→ **Task details**
Report each line of the material below that contains the word "concrete", copying every such line in full.

[Bounding-box records]
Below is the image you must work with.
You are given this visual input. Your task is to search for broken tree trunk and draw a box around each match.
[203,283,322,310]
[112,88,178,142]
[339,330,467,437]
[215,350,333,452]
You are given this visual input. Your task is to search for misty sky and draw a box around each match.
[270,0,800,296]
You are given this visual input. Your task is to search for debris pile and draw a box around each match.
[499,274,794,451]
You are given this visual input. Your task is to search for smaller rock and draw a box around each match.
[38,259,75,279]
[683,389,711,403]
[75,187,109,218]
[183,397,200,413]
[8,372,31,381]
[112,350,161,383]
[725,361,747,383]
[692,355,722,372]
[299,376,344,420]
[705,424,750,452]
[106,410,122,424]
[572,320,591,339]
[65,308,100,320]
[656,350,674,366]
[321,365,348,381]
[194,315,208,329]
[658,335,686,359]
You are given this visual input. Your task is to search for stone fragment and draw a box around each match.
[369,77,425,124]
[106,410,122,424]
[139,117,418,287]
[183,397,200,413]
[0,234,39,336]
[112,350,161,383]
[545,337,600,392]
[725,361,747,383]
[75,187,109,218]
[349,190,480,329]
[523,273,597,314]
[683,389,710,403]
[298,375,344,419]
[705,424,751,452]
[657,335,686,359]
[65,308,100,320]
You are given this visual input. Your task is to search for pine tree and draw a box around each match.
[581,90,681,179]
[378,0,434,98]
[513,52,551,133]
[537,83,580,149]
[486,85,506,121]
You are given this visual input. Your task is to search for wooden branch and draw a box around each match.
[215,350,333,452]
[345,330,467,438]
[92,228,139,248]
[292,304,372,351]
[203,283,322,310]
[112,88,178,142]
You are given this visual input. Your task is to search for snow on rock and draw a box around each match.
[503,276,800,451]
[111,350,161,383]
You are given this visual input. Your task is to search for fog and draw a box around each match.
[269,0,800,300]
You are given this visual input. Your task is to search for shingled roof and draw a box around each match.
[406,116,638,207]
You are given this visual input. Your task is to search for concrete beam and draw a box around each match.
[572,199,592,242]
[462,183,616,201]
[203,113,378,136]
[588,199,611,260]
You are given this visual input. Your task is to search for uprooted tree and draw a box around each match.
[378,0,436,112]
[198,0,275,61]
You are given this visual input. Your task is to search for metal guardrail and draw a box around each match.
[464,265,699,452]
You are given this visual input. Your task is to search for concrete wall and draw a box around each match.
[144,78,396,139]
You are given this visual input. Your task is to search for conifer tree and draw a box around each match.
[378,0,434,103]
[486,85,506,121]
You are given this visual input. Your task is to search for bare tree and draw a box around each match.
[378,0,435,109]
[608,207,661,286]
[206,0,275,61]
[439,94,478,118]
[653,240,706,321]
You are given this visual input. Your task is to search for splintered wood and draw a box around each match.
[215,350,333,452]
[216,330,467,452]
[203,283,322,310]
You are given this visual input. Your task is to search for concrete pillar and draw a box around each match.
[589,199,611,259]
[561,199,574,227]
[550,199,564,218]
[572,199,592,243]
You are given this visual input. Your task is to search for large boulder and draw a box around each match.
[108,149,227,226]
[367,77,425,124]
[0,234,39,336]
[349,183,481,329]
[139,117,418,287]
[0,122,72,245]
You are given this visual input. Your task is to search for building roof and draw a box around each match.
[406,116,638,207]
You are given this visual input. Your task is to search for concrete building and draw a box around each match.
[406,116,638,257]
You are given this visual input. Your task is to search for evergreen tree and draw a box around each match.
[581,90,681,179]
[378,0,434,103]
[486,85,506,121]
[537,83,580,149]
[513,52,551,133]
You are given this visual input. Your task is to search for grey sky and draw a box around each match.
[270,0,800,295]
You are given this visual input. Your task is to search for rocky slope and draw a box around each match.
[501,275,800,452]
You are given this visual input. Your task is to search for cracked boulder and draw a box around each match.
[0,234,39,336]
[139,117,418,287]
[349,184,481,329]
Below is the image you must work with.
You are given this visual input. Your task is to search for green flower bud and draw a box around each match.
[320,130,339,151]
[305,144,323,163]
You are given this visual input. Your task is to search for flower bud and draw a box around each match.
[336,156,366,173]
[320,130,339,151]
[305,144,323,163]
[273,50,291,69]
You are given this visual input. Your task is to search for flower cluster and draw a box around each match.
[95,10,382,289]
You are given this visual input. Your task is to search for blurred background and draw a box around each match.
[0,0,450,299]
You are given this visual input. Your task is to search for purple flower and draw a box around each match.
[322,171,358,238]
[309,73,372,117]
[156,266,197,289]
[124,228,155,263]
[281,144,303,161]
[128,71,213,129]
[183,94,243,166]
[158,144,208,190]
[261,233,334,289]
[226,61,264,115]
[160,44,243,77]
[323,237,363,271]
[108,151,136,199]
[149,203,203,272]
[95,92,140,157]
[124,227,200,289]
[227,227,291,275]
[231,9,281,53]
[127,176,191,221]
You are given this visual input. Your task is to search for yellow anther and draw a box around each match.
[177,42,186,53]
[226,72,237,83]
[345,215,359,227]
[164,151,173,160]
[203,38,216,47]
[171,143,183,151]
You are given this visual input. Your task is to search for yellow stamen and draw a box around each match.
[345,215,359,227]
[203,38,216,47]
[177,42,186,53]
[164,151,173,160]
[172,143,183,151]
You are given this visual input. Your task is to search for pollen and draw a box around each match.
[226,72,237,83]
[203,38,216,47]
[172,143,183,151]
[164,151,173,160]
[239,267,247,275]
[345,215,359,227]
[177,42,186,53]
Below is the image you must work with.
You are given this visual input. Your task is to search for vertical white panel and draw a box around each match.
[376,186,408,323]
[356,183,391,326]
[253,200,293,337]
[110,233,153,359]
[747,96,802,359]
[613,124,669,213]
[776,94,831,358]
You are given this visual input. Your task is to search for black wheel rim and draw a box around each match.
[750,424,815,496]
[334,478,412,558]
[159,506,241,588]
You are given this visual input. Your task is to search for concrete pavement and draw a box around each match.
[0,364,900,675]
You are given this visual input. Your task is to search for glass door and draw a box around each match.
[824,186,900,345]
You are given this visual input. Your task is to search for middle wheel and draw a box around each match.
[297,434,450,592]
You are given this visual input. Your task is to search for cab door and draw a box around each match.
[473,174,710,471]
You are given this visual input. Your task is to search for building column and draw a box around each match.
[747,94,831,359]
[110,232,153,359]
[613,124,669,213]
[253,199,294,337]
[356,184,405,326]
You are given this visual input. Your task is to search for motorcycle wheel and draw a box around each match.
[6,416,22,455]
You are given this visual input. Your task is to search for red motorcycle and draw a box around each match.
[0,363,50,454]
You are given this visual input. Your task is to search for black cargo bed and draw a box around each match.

→ **Answer for the task**
You are given this visual input. Your task is to search for concrete beam and draw a box around each match.
You are given this visual input. Your task is to search for concrete wall and draw a box around each match.
You are given this visual input. Your task is to search for concrete pillar and draw a box around each match.
You are given this visual input. Your task is to search for concrete building and draw a box around each match.
You are given this visual input. Your task is to search for concrete pavement and draw a box around each match.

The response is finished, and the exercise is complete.